● **Objectif visé A**
Modifiez la liste en remplaçant « Solution » par « Answer », depuis son tout début jusqu'à la ligne contenant « 181), (18, 201)] », celle-ci comprise. Redonnez uniquement ces lignes, sans aucun autre changement.

● **Extrait**

----

Vincent Labrune, président de la Ligue de football française, et Jean-Marc Mickeler, président de la DNCG / Credit : Icon Sport
Crise entre les clubs professionnels et la DNCG
C’est un véritable coup de tonnerre dans le paysage du football français. Cette semaine, la DNCG (Direction nationale du contrôle de gestion) a tapé du poing sur la table : à partir de la saison 2025-2026, les clubs ne pourront plus inscrire dans leurs budgets prévisionnels les revenus issus des droits TV... tant qu’aucun accord clair n’aura été signé. Une décision radicale qui plonge de nombreux dirigeants de Ligue 1 et de Ligue 2 dans l’incertitude la plus totale.
Les conséquences sont immédiates : révisions budgétaires massives, blocage potentiel du mercato, et menaces de sanctions administratives – allant jusqu'à l’interdiction de recrutement, voire la rétrogradation. Selon plusieurs sources concordantes, près de la moitié des clubs professionnels seraient aujourd’hui dans l’incapacité de présenter un budget viable à la DNCG.
Dans une retranscription faites par nos confrères de L'EQUIPE 21, Jean-Marc Mickeler, président de la DNCG, a d’ailleurs adressé un message limpide à ceux qui espèrent encore pouvoir jouer avec les lignes :
« Le pire est à venir. On n’est pas dans une phase de rétablissement du football français. On est dans une phase d’aggravation. »
Un avertissement sans détour, qui résume à lui seul la gravité de la situation et la volonté assumée de l’instance de serrer la vis.

----

● **Objectif visé B**
Poursuivez l'article sur la crise entre les clubs professionnels et la DNCG à partir de sa dernière phrase.

----

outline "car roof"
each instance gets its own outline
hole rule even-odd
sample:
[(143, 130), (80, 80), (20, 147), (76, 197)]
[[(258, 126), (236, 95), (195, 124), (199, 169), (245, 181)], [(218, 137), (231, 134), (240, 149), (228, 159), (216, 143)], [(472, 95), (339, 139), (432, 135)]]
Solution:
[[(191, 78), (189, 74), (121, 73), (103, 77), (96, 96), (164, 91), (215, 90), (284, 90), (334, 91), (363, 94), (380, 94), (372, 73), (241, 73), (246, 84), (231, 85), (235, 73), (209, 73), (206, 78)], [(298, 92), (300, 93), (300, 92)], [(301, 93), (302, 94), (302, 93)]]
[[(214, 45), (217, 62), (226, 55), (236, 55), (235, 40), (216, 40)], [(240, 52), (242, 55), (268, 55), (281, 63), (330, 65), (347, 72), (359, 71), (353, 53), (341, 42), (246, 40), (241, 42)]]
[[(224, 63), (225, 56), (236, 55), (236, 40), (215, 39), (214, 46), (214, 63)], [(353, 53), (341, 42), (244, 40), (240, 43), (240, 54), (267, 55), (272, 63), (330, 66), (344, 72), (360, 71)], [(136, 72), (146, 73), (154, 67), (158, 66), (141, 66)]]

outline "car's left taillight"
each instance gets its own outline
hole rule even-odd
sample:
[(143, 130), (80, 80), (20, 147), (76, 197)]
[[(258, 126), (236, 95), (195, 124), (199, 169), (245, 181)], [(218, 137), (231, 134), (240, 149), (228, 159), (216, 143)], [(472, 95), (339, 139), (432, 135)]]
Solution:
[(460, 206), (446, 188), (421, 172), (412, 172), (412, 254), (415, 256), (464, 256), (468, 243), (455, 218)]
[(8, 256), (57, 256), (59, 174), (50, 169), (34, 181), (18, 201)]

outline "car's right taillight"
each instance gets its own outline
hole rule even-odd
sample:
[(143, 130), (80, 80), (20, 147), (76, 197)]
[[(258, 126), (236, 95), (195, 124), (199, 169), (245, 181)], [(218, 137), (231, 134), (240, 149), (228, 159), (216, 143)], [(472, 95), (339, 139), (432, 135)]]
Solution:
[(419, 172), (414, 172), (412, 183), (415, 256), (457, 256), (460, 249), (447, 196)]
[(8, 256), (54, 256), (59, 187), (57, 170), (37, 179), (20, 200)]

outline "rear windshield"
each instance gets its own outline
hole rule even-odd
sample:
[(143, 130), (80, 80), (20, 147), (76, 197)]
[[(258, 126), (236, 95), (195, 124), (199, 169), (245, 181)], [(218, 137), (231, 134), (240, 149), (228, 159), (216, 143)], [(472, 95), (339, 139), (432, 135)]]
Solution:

----

● **Réponse A**
outline "car roof"
each instance gets its own outline
hole rule even-odd
sample:
[(143, 130), (80, 80), (20, 147), (76, 197)]
[[(258, 126), (236, 95), (195, 124), (199, 169), (245, 181)], [(218, 137), (231, 134), (240, 149), (228, 159), (216, 143)], [(472, 95), (339, 139), (432, 135)]]
Answer:
[[(191, 78), (189, 74), (121, 73), (103, 77), (96, 96), (164, 91), (215, 90), (284, 90), (334, 91), (363, 94), (380, 94), (372, 73), (241, 73), (246, 84), (231, 85), (235, 73), (209, 73), (206, 78)], [(298, 92), (300, 93), (300, 92)], [(301, 93), (302, 94), (302, 93)]]
[[(214, 45), (217, 62), (226, 55), (236, 55), (235, 40), (216, 40)], [(240, 52), (242, 55), (268, 55), (281, 63), (330, 65), (347, 72), (359, 71), (353, 53), (341, 42), (246, 40), (241, 42)]]
[[(224, 63), (225, 56), (236, 55), (236, 40), (215, 39), (214, 46), (214, 63)], [(353, 53), (341, 42), (244, 40), (240, 43), (240, 54), (267, 55), (272, 63), (330, 66), (344, 72), (360, 71)], [(136, 72), (146, 73), (154, 67), (158, 66), (141, 66)]]

outline "car's left taillight"
each instance gets its own outline
hole rule even-odd
sample:
[(143, 130), (80, 80), (20, 147), (76, 197)]
[[(258, 126), (236, 95), (195, 124), (199, 169), (245, 181)], [(218, 137), (231, 134), (240, 149), (228, 159), (216, 143)], [(472, 95), (339, 139), (432, 135)]]
Answer:
[(460, 206), (446, 188), (421, 172), (412, 172), (412, 254), (415, 256), (464, 256), (468, 243), (455, 218)]
[(8, 256), (57, 256), (59, 174), (50, 169), (34, 181), (18, 201)]

● **Réponse B**
Le problème ne vient pas seulement de la baisse potentielle des droits TV. Il est bien plus structurel : depuis des années, les clubs vivent au-dessus de leurs moyens, en anticipant des ventes de joueurs incertaines ou en maintenant des masses salariales déconnectées de leurs ressources réelles. La DNCG, elle, semble bien décidée à mettre un terme à ces dérives.
Dans une vidéo publiée récemment, le journaliste indépendant d’investigation Romain Molina en dit davantage sur les coulisses de cette crise.
Un tournant brutal et inattendu
La crise que traverse le football français atteint un nouveau point critique. Ce vendredi 2 mai, une réunion cruciale s’annonce particulièrement tendue entre les clubs professionnels, la Ligue, et surtout la DNCG, l’organe chargé du contrôle financier des clubs. En cause : un changement soudain et radical des règles budgétaires imposé par son président, Jean-Marc Mickeler, qui pourrait avoir des conséquences dramatiques pour les finances des clubs de Ligue 1 et de Ligue 2.
Depuis toujours, les clubs français équilibrent leurs budgets prévisionnels grâce à deux piliers incertains : les ventes de joueurs et les revenus issus des droits TV. Deux sources de revenus aujourd’hui remises en cause. Le journaliste résume :
« Pour l’année prochaine, vous mettez en droits TV zéro, et vous ne pouvez plus mettre les ventes que vous n’avez pas réalisées. »
Autrement dit, impossible d’intégrer les promesses de vente ou les estimations de droits TV dans les budgets validés par la DNCG, alors même que les clubs n’ont que quelques semaines pour finaliser leur plan de financement. Le journaliste dénonce le timing absurde :
« Je rappelle que les passages DNCG sont prévus dans à peu près un mois… Et un mois avant, changement de règle. C’est quand même assez exceptionnel. »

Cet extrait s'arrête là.